Problem statement> Produce a word-for-word copy of the data that follows, excluding images.
------------------------------
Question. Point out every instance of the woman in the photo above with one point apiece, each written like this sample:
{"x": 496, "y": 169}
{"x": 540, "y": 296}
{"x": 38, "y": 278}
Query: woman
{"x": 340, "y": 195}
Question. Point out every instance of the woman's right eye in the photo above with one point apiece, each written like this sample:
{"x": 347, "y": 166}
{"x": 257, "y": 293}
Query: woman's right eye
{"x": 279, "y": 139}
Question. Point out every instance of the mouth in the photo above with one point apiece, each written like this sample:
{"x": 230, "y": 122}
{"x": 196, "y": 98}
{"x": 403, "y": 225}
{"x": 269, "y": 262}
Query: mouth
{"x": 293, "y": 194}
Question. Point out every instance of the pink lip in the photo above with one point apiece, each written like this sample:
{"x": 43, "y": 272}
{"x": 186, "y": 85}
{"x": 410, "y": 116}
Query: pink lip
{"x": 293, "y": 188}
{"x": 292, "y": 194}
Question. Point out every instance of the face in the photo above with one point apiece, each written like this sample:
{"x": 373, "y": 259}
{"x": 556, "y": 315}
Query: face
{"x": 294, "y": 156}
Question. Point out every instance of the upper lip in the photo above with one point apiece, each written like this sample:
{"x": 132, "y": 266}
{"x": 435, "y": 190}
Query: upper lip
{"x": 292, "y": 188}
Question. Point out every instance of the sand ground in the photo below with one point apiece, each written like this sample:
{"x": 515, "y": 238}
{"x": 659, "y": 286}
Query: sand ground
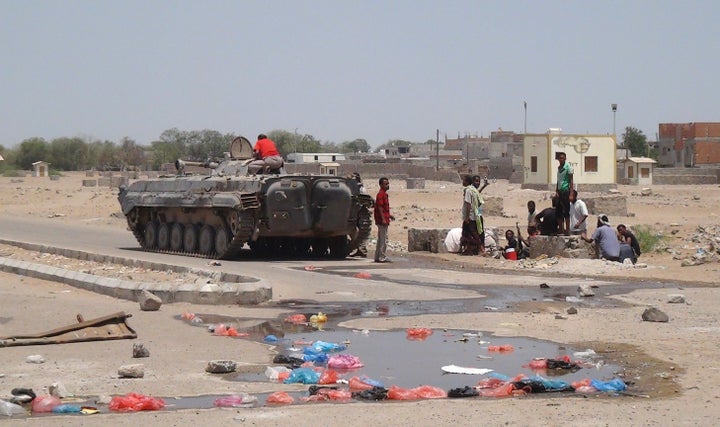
{"x": 676, "y": 362}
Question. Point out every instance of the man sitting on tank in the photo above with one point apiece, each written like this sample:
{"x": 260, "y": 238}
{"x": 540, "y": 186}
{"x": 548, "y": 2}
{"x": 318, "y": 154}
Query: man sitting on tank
{"x": 266, "y": 155}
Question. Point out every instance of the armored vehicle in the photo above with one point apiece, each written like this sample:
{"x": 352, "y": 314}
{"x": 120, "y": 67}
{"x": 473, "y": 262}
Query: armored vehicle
{"x": 276, "y": 213}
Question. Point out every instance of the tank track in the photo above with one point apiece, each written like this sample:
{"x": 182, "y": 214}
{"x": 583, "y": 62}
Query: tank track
{"x": 244, "y": 234}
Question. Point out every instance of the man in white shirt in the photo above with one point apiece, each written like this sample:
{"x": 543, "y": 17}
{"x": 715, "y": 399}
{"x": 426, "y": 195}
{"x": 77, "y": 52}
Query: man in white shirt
{"x": 578, "y": 214}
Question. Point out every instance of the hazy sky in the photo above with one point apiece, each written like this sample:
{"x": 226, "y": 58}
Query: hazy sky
{"x": 346, "y": 69}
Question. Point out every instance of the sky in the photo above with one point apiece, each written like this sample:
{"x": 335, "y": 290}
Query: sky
{"x": 341, "y": 70}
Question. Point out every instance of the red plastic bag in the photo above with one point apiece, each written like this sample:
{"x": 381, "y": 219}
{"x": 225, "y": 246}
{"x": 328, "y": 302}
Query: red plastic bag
{"x": 418, "y": 334}
{"x": 328, "y": 376}
{"x": 398, "y": 393}
{"x": 132, "y": 402}
{"x": 280, "y": 398}
{"x": 296, "y": 318}
{"x": 430, "y": 392}
{"x": 505, "y": 348}
{"x": 45, "y": 403}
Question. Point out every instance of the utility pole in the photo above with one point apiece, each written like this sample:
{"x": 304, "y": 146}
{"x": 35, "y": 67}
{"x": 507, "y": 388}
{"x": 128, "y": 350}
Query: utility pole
{"x": 437, "y": 149}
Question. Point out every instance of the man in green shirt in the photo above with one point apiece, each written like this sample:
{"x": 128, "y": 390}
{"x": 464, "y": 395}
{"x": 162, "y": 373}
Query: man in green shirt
{"x": 562, "y": 192}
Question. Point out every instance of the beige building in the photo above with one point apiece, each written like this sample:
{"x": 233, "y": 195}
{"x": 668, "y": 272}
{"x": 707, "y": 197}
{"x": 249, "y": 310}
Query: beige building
{"x": 592, "y": 157}
{"x": 41, "y": 168}
{"x": 638, "y": 170}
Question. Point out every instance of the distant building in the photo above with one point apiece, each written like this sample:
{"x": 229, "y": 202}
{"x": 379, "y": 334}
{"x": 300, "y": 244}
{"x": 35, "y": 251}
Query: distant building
{"x": 592, "y": 157}
{"x": 315, "y": 157}
{"x": 689, "y": 144}
{"x": 41, "y": 168}
{"x": 638, "y": 170}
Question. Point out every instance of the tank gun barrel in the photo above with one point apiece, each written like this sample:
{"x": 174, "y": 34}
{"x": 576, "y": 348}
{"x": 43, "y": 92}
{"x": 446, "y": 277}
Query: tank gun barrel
{"x": 180, "y": 164}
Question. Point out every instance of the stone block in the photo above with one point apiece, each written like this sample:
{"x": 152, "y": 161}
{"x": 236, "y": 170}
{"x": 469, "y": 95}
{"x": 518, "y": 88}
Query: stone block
{"x": 427, "y": 239}
{"x": 415, "y": 183}
{"x": 614, "y": 205}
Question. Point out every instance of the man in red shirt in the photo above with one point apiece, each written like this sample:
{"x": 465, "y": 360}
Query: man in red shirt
{"x": 382, "y": 220}
{"x": 266, "y": 154}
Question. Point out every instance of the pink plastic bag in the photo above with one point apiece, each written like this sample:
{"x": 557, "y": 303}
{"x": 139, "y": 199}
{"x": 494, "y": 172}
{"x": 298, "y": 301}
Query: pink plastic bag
{"x": 45, "y": 403}
{"x": 132, "y": 402}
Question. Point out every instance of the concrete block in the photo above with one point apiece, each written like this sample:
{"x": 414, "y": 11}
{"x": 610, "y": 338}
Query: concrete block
{"x": 427, "y": 239}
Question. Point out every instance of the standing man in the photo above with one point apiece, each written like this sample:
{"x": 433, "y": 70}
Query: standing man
{"x": 266, "y": 154}
{"x": 562, "y": 192}
{"x": 608, "y": 245}
{"x": 471, "y": 241}
{"x": 578, "y": 214}
{"x": 382, "y": 220}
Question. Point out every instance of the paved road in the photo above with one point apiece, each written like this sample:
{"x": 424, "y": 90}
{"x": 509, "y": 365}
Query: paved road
{"x": 406, "y": 279}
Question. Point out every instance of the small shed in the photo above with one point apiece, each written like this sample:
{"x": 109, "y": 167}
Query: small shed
{"x": 329, "y": 168}
{"x": 41, "y": 168}
{"x": 638, "y": 170}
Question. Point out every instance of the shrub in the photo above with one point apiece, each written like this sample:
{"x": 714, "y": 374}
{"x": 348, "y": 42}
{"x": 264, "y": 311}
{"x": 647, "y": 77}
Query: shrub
{"x": 650, "y": 239}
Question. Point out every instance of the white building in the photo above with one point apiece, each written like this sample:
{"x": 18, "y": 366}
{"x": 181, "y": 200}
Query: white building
{"x": 315, "y": 157}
------------------------------
Solution for this exercise>
Question. Point out every instance of the woman in the photo above with one point apiece, each written like this sample:
{"x": 496, "y": 169}
{"x": 540, "y": 296}
{"x": 38, "y": 278}
Query: woman
{"x": 340, "y": 195}
Question. Point out every instance of the woman's right eye in the photo above with one point apiece, each written like this sample:
{"x": 347, "y": 166}
{"x": 257, "y": 293}
Query: woman's right eye
{"x": 279, "y": 139}
Question. Point out every instance of the mouth in the photo above with one point apiece, each written like this sample:
{"x": 230, "y": 122}
{"x": 196, "y": 98}
{"x": 403, "y": 225}
{"x": 269, "y": 262}
Query: mouth
{"x": 293, "y": 194}
Question. Point out every instance of the pink lip in the photo above with one point apiece, each written like this sample:
{"x": 43, "y": 272}
{"x": 186, "y": 85}
{"x": 410, "y": 116}
Query: pink lip
{"x": 293, "y": 188}
{"x": 292, "y": 194}
Question. Point out every instance of the face in the photo above with one point apiece, each written like this sample:
{"x": 373, "y": 259}
{"x": 556, "y": 315}
Query: face
{"x": 294, "y": 156}
Question. Point out every instance of the upper lip in the photo above with one point apiece, each written like this sample:
{"x": 132, "y": 266}
{"x": 435, "y": 190}
Query: upper lip
{"x": 292, "y": 188}
Question. Point out every instance of the sand ground in the photo below with one point apiece, each written like this sample:
{"x": 515, "y": 238}
{"x": 659, "y": 286}
Query: sand ground
{"x": 676, "y": 362}
Question. Point out every instance of the man sitting on tank in the photo above with one point apiece, each written like this sample:
{"x": 260, "y": 238}
{"x": 540, "y": 186}
{"x": 548, "y": 2}
{"x": 318, "y": 154}
Query: man sitting on tank
{"x": 266, "y": 155}
Question. Point out every instance of the armored vehicle in the photo above with one point apiece, each written like this sample:
{"x": 352, "y": 314}
{"x": 120, "y": 67}
{"x": 473, "y": 262}
Query: armored vehicle
{"x": 276, "y": 213}
Question. Point out every instance of the tank track in the photo above with one point apiece, each written like this sample:
{"x": 182, "y": 214}
{"x": 583, "y": 62}
Query: tank track
{"x": 244, "y": 234}
Question. Point out every instance of the man in white shirt in the photo above with one point apiece, each written like this sample:
{"x": 543, "y": 17}
{"x": 715, "y": 399}
{"x": 426, "y": 195}
{"x": 77, "y": 52}
Query: man in white shirt
{"x": 578, "y": 214}
Question. Point out every instance of the hazy sky in the photo above with one point apiece, each written like this sample:
{"x": 226, "y": 58}
Query: hazy sky
{"x": 346, "y": 69}
Question. Point out every instance of the sky in the photo above with one point apiece, each written like this sample:
{"x": 335, "y": 290}
Query: sky
{"x": 341, "y": 70}
Question. Point out every instance of the red plastic bag in the photo above with one point apiece, each written like this sample:
{"x": 381, "y": 219}
{"x": 225, "y": 246}
{"x": 328, "y": 302}
Query: red plastic bag
{"x": 418, "y": 334}
{"x": 328, "y": 376}
{"x": 398, "y": 393}
{"x": 132, "y": 402}
{"x": 280, "y": 398}
{"x": 296, "y": 318}
{"x": 430, "y": 392}
{"x": 505, "y": 348}
{"x": 45, "y": 403}
Question. Point out every instance of the utility pole in the photo above with one point apiece, each written like this sample:
{"x": 304, "y": 146}
{"x": 35, "y": 67}
{"x": 507, "y": 388}
{"x": 128, "y": 350}
Query: utility pole
{"x": 437, "y": 149}
Question. Point out every instance of the man in green shirt in the photo above with one point apiece, each written like this sample:
{"x": 128, "y": 390}
{"x": 464, "y": 395}
{"x": 162, "y": 373}
Query: man in green shirt
{"x": 562, "y": 192}
Question. Point out every instance of the beige building in the photo above with one point apiece, each written like this sample:
{"x": 233, "y": 195}
{"x": 668, "y": 272}
{"x": 707, "y": 197}
{"x": 249, "y": 310}
Query: beige building
{"x": 592, "y": 157}
{"x": 41, "y": 168}
{"x": 638, "y": 170}
Question. Point out every instance of the distant building in the photo above with one point apiece, each written like this sample:
{"x": 229, "y": 202}
{"x": 379, "y": 334}
{"x": 300, "y": 244}
{"x": 35, "y": 251}
Query: distant building
{"x": 592, "y": 157}
{"x": 315, "y": 157}
{"x": 689, "y": 144}
{"x": 41, "y": 168}
{"x": 638, "y": 170}
Question. Point out every instance of the tank gun barrel in the photo above with one point apiece, each written like this sample:
{"x": 174, "y": 34}
{"x": 576, "y": 348}
{"x": 43, "y": 92}
{"x": 446, "y": 277}
Query: tank gun barrel
{"x": 180, "y": 164}
Question. Point out every instance of the stone block in the photo above with one point apiece, each written like this sample:
{"x": 152, "y": 161}
{"x": 236, "y": 170}
{"x": 469, "y": 95}
{"x": 518, "y": 88}
Query: stone block
{"x": 427, "y": 239}
{"x": 415, "y": 183}
{"x": 614, "y": 205}
Question. Point out every instance of the man in red shirt in the photo above with one point apiece, each written like this sample:
{"x": 465, "y": 360}
Query: man in red shirt
{"x": 382, "y": 220}
{"x": 266, "y": 154}
Question. Point out every instance of the pink plastic bag in the photo above with one point apiece, each written like this sample:
{"x": 557, "y": 303}
{"x": 139, "y": 199}
{"x": 494, "y": 172}
{"x": 298, "y": 301}
Query: pink plastic bag
{"x": 45, "y": 403}
{"x": 132, "y": 402}
Question. Point out every instance of the concrete block in the photo above with one point apiece, each written like this sample:
{"x": 414, "y": 11}
{"x": 610, "y": 338}
Query: concrete block
{"x": 427, "y": 239}
Question. Point out every instance of the standing man in the photo above with one point apiece, each written like this sample:
{"x": 433, "y": 70}
Query: standing man
{"x": 266, "y": 154}
{"x": 562, "y": 192}
{"x": 608, "y": 245}
{"x": 471, "y": 241}
{"x": 578, "y": 214}
{"x": 382, "y": 220}
Question. Point out every instance of the paved road in the photo above with one point apiece, each written like this sample:
{"x": 424, "y": 90}
{"x": 509, "y": 365}
Query: paved road
{"x": 406, "y": 279}
Question. Point out every instance of the small shed in the photo above with one point apiece, each written like this sample:
{"x": 109, "y": 167}
Query: small shed
{"x": 329, "y": 168}
{"x": 41, "y": 168}
{"x": 638, "y": 170}
Question. Point out every instance of the shrub in the photo above with one point apiece, each written like this sample:
{"x": 714, "y": 374}
{"x": 348, "y": 42}
{"x": 264, "y": 311}
{"x": 647, "y": 77}
Query: shrub
{"x": 650, "y": 239}
Question. Point out every instance of the white building in the photo above with one point apiece, each written like this sample:
{"x": 18, "y": 366}
{"x": 181, "y": 200}
Query: white building
{"x": 315, "y": 157}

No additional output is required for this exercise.